NeMo DFM: Diffusion Foundation Models

Documentation | Supported Models | Examples | Contributing

Overview

NeMo DFM (Diffusion Foundation Models) is a comprehensive collection of diffusion models for Video, Image, and Text generation. It unifies cutting-edge diffusion-based architectures and training techniques, prioritizing efficiency and performance from research prototyping to production deployment.

Dual-Path Architecture: DFM provides two complementary training paths to maximize flexibility:

🌉 Megatron Bridge Path: Built on Megatron Bridge which leverages Megatron Core for maximum scalability with 6D parallelism (TP, PP, CP, EP, VPP, DP)
🚀 AutoModel Path: Built on NeMo AutoModel for PyTorch DTensor-native SPMD training with seamless 🤗 Hugging Face integration

Choose the path that best fits your workflow—or use both for different stages of development!

🔧 Installation

🐳 Built your own Container

1. Build the container

# Initialize all submodules (Megatron-Bridge, Automodel, and nested Megatron-LM)
git submodule update --init --recursive

# Build the container
docker build -f docker/Dockerfile.ci -t dfm:dev .

2. Start the container

docker run --rm -it --gpus all \
  --entrypoint bash \
  -v $(pwd):/opt/DFM -it dfm:dev

📦 Using DFM Docker (Coming Soon)

⚡ Quickstart

Megatron Bridge Path

Run a Recipe

You can find all predefined recipes under recipes directory.

Note: You will have to use uv to run the recipes. Please use --group as megatron-bridge.

uv run --group megatron-bridge python -m torch.distributed.run --nproc-per-node $num_gpus \
  examples/megatron/recipes/wan/pretrain_wan.py \
  --config-file examples/megatron/recipes/wan/conf/wan_1_3B.yaml \
  --training-mode pretrain \
  --mock

AutoModel Path

Train with PyTorch-native DTensor parallelism and direct 🤗 HF integration:

Run a Recipe

You can find pre-configured recipes under automodel/finetune and automodel/pretrain directories.

(Pointing entries)

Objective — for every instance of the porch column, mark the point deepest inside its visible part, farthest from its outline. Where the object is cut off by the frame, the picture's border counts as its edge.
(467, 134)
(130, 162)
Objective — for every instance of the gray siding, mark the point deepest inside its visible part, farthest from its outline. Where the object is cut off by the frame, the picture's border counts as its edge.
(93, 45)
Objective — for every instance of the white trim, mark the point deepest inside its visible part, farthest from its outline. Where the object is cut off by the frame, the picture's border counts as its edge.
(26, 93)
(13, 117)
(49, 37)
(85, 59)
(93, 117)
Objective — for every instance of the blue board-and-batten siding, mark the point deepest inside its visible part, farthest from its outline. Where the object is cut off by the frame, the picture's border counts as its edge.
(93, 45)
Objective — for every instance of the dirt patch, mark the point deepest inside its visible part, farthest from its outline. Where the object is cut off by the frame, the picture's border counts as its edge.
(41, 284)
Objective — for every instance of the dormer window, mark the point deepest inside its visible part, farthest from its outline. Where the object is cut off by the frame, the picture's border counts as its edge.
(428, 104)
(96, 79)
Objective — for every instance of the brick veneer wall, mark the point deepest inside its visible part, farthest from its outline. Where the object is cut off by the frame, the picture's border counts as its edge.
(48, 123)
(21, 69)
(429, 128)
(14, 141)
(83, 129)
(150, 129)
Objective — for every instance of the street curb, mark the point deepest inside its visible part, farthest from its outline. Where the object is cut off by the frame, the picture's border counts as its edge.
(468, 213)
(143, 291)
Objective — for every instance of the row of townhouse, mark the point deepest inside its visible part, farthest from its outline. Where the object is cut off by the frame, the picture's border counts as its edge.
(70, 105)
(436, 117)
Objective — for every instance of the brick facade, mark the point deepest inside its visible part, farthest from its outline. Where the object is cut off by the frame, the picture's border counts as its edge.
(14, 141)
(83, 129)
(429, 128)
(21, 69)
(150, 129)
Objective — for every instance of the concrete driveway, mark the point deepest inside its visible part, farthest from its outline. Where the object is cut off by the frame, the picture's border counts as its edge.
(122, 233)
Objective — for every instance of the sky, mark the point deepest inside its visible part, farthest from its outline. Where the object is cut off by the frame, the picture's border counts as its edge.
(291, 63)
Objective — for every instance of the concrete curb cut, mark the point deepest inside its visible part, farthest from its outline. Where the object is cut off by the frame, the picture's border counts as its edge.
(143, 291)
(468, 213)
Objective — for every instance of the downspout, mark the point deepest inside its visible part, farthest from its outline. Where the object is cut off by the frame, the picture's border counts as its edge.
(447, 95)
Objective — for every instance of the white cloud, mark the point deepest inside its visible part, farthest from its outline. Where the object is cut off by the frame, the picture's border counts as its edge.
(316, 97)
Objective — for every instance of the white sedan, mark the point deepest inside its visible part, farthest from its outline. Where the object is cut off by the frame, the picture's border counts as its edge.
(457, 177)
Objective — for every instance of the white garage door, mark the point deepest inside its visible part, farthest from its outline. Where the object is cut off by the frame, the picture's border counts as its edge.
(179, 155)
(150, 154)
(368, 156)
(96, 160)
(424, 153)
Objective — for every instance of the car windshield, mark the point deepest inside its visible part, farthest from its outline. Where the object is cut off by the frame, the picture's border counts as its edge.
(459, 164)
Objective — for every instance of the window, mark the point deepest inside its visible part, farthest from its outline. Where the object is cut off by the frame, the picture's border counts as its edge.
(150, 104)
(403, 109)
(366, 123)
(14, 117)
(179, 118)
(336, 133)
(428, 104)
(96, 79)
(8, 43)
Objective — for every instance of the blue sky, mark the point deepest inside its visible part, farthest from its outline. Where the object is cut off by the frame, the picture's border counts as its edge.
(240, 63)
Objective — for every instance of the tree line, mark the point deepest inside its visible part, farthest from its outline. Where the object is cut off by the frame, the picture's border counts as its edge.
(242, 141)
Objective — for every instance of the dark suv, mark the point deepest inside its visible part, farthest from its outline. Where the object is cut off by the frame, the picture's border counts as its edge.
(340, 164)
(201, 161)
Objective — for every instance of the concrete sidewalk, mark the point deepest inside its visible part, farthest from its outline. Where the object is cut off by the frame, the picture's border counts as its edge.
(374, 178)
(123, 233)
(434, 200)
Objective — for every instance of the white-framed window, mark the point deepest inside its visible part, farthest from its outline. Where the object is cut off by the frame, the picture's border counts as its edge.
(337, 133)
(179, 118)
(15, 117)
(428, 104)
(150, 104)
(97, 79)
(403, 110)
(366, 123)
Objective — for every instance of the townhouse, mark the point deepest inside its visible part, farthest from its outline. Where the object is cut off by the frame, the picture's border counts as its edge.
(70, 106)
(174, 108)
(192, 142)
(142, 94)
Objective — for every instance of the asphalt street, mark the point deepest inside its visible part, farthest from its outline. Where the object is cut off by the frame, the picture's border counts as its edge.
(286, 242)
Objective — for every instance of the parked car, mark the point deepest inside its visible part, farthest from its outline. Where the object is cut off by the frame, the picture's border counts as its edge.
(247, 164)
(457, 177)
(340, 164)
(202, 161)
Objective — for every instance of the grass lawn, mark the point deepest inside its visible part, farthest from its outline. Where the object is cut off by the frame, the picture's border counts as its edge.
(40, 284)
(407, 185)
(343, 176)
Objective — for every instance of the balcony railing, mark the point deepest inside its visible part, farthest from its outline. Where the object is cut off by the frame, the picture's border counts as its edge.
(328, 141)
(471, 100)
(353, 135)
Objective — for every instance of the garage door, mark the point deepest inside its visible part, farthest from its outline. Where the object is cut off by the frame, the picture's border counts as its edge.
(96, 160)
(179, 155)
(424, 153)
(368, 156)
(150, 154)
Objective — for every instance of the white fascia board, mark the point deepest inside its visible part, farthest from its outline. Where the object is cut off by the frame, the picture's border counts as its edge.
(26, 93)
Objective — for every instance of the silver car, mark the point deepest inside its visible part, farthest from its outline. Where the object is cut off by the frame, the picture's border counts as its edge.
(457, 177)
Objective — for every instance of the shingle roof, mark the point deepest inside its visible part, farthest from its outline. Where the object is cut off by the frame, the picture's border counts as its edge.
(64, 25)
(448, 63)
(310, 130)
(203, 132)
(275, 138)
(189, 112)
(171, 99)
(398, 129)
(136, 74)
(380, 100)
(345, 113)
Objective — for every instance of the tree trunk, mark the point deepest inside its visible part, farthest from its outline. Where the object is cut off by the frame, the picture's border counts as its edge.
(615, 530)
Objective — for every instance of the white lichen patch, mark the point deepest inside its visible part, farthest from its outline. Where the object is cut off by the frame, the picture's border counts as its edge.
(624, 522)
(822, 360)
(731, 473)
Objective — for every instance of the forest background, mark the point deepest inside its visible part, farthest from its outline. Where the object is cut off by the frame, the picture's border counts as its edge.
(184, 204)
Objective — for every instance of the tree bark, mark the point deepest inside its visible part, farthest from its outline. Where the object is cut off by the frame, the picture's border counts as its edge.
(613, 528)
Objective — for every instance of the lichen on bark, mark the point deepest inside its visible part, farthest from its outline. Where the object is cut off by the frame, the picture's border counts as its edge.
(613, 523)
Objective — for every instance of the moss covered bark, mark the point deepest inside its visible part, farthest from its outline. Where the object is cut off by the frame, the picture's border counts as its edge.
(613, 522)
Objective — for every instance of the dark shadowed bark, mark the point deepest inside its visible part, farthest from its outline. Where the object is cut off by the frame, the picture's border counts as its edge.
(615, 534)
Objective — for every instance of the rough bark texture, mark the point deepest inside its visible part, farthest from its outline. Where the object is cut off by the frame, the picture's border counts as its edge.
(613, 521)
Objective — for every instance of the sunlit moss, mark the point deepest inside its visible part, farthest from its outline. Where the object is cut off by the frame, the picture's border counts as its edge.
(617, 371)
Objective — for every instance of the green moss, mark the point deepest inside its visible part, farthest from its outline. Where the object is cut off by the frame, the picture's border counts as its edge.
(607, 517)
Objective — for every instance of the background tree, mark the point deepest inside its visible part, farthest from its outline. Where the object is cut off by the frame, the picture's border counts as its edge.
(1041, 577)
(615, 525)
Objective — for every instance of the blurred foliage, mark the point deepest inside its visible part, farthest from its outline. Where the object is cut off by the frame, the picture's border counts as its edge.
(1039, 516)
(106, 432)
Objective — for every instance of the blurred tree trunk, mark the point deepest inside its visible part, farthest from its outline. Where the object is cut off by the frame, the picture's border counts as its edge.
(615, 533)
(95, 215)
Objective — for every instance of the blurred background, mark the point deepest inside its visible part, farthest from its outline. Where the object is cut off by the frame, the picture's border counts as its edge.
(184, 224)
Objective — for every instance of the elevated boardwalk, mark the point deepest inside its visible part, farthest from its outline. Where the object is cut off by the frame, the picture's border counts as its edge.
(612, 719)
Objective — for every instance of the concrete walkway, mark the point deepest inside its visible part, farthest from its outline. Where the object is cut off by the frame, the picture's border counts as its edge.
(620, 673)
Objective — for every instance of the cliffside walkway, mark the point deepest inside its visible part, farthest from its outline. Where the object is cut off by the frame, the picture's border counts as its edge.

*The exercise*: Reproduce the NeMo DFM page from the words containing "# Build the" through "Docker (Coming Soon)", swapping "dfm:dev" for "dfm:latest" wherever it occurs.

*Right answer*:
# Build the container
docker build -f docker/Dockerfile.ci -t dfm:latest .

2. Start the container

docker run --rm -it --gpus all \
  --entrypoint bash \
  -v $(pwd):/opt/DFM -it dfm:latest

📦 Using DFM Docker (Coming Soon)